**Exercício:**
Retome o acórdão sobre prescrição de créditos a partir do ponto em que ele termina.

**Trecho fornecido:**

= = =

Acórdão do Tribunal da Relação de
Évora
Processo:
9396/17.4T8STB-C.E1
Relator: FRANCISCO MATOS
Descritores: PRESCRIÇÃO DE CRÉDITOS
PRECLUSÃO
Data do Acordão: 11/21/2019
Votação: UNANIMIDADE
Texto Integral: S
Sumário: A prescrição, enquanto facto extintivo da obrigação exequenda, tem que ser deduzida na oposição à execução e no prazo para esta estabelecido; decorrido este prazo, o direito do executado de deduzir a prescrição da obrigação exequenda resulta precludido.
Decisão Texto Integral: Proc. nº 9396/17.4T8STB-C.E1


Acordam na 2ª secção cível do Tribunal da Relação de Évora:

I. Relatório.
1. (…), residente na Rua (…), nº 15, em Sesimbra, executado no processo de execução para pagamento de quantia certa, em que é exequente Caixa Geral de Depósitos, veio invocar a prescrição das livranças que servem de título à execução, no prazo para deduzir oposição.

= = =

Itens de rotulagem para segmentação
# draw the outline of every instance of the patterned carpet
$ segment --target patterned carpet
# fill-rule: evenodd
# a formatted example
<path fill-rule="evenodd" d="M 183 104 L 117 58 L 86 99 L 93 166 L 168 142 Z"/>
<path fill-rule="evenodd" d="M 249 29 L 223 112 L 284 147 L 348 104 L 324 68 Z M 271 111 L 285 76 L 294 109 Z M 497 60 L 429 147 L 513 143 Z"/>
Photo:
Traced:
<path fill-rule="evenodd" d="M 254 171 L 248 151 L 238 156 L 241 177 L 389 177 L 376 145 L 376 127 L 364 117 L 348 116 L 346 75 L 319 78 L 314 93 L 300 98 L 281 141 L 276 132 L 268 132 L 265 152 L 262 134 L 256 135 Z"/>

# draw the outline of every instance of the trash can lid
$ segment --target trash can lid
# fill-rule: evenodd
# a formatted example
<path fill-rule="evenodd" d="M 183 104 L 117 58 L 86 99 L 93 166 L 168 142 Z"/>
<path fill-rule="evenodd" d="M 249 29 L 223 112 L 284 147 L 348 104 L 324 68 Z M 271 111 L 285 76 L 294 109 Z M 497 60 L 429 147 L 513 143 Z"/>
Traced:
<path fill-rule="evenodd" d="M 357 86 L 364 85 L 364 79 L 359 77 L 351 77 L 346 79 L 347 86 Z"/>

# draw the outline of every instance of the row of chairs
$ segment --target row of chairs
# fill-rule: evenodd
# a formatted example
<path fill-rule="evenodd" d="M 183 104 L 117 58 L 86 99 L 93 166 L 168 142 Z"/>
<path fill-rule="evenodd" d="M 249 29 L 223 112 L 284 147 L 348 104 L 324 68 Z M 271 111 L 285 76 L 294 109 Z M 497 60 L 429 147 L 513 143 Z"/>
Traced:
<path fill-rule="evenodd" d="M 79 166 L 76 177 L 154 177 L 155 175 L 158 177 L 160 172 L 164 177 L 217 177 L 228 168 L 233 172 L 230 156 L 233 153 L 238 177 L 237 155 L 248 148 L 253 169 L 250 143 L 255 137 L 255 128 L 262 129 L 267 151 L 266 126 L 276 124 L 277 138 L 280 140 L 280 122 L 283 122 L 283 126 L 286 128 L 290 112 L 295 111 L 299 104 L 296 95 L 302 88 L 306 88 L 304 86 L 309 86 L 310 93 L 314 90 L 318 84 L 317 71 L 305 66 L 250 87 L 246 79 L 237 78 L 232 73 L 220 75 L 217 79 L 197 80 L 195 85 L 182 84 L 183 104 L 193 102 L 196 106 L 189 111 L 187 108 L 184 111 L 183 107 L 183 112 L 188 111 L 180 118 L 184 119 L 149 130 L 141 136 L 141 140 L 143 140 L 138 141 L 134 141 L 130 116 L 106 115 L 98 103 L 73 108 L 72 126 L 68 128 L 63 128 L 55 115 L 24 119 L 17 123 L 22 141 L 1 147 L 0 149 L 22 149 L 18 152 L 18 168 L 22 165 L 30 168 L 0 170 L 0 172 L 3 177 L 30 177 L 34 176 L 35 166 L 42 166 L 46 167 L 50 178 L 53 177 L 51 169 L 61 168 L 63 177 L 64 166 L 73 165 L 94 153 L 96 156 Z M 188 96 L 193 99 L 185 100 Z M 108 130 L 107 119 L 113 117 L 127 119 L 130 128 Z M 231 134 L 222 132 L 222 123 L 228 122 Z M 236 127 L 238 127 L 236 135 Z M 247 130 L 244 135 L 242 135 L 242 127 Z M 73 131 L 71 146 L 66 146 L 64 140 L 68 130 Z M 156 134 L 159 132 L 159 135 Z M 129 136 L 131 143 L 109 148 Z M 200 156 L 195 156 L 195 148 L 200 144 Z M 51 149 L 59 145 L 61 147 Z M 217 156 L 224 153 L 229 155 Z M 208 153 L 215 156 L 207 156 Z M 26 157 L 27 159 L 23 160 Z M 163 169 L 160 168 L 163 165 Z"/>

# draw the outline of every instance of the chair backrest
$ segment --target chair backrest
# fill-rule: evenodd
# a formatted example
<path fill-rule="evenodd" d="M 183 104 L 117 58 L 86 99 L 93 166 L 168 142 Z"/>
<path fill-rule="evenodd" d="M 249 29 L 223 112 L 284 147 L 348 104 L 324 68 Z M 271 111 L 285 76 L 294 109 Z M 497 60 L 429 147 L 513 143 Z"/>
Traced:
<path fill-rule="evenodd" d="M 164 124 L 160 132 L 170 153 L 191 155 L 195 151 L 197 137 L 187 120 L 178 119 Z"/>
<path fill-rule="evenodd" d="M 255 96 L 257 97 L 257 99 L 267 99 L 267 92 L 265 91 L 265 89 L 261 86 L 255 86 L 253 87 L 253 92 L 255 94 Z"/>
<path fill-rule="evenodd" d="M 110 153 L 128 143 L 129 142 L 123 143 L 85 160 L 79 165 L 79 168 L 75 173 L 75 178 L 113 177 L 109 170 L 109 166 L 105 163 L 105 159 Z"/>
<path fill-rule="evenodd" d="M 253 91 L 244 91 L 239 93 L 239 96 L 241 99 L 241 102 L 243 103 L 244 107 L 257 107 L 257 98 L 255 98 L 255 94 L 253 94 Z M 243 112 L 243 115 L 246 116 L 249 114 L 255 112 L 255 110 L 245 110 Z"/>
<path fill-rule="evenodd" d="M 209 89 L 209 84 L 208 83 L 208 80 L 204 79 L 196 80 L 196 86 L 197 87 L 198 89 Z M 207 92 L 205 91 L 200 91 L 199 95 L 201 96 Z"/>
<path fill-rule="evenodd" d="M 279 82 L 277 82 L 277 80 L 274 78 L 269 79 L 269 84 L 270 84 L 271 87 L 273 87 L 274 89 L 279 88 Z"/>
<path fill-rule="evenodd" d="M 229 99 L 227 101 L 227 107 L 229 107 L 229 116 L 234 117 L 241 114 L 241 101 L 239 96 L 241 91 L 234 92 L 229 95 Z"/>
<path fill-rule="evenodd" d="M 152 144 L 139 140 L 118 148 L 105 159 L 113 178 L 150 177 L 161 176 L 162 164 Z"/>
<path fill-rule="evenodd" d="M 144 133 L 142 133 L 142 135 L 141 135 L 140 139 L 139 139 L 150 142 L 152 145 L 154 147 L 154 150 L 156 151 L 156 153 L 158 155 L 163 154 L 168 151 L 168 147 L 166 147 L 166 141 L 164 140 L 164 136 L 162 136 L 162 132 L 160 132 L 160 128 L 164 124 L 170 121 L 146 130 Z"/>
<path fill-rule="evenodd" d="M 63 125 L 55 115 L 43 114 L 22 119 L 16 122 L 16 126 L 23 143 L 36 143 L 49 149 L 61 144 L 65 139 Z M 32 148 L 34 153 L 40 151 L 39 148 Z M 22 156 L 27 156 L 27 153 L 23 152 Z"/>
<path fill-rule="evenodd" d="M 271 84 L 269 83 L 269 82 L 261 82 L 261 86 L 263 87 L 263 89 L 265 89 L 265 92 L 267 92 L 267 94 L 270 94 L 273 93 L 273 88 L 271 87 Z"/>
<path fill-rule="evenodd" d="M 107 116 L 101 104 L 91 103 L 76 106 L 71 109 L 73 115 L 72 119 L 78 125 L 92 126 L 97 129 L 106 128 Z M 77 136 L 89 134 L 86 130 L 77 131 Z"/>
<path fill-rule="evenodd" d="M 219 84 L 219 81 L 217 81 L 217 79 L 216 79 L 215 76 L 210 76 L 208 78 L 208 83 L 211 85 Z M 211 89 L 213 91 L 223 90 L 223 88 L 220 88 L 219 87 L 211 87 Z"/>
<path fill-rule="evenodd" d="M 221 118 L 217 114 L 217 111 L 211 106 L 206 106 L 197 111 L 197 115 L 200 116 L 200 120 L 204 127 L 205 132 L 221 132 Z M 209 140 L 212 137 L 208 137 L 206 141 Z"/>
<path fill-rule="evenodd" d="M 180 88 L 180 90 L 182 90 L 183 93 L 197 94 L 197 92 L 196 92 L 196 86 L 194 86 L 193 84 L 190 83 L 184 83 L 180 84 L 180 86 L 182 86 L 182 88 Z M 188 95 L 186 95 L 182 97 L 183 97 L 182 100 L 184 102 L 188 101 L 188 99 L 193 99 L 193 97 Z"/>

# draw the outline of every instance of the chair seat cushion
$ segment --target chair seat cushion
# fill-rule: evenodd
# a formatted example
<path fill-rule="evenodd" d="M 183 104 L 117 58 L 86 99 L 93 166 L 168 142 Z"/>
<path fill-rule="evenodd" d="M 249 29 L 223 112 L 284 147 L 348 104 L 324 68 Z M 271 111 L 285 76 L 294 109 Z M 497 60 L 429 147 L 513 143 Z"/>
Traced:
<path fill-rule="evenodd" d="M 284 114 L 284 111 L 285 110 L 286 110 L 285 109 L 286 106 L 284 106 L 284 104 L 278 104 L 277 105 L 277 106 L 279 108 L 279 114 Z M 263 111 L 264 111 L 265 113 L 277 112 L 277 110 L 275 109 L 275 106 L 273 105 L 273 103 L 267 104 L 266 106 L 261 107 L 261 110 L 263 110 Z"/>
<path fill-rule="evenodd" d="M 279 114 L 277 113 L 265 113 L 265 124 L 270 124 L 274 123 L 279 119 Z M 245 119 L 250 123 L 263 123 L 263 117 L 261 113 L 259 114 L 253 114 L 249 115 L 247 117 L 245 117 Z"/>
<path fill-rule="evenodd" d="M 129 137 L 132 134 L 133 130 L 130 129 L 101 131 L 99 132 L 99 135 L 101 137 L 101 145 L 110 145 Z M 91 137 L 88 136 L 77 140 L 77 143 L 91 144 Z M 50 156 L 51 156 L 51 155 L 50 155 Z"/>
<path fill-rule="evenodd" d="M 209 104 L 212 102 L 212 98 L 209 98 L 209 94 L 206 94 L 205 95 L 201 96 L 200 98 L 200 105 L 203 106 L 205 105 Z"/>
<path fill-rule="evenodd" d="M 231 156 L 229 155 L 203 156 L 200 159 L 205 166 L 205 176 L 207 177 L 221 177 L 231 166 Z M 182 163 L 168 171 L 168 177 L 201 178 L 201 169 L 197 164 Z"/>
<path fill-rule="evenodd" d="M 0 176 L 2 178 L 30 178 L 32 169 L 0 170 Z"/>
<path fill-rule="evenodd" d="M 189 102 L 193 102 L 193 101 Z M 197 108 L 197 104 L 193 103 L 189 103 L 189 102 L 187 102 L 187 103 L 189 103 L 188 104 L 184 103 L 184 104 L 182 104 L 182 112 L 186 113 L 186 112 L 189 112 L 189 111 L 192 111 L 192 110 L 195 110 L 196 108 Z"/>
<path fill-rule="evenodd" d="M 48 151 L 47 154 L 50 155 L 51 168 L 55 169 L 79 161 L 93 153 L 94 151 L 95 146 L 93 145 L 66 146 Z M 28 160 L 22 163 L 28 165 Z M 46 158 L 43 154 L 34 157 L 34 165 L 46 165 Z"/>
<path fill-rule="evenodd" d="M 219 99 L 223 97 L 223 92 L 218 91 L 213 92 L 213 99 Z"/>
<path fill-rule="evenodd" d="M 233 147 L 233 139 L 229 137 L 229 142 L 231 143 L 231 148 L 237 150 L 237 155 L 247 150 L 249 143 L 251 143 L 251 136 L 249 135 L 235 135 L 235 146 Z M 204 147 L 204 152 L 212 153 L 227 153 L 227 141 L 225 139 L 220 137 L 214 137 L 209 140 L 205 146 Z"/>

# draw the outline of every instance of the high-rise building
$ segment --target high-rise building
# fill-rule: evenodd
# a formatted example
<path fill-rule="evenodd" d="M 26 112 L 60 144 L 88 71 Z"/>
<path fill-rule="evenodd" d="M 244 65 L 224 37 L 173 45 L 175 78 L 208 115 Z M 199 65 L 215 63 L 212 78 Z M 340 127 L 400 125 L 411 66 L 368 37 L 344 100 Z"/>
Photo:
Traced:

= = =

**Resposta:**
O requerimento foi liminarmente indeferido nos seguintes termos:

“Veio o executado (…) através de requerimento entrado em juízo a 11.04.2019 denominado de oposição à penhora invocar a prescrição das livranças dadas à execução com a consequente extinção da ação executiva.

Ora bem.

O requerimento apresentado pelo executado não mais é do que um verdadeiro articulado (encapotado) de oposição à execução e, como tal, será tratado.

A oposição à penhora é indeferida liminarmente quando tenha sido deduzida fora do prazo, o fundamento não se ajuste ao disposto no art.º 784º, n.º 1, ou for manifestamente improcedente (cfr. art.º 785º, nº 2 e 732º, nº 1, do CPC).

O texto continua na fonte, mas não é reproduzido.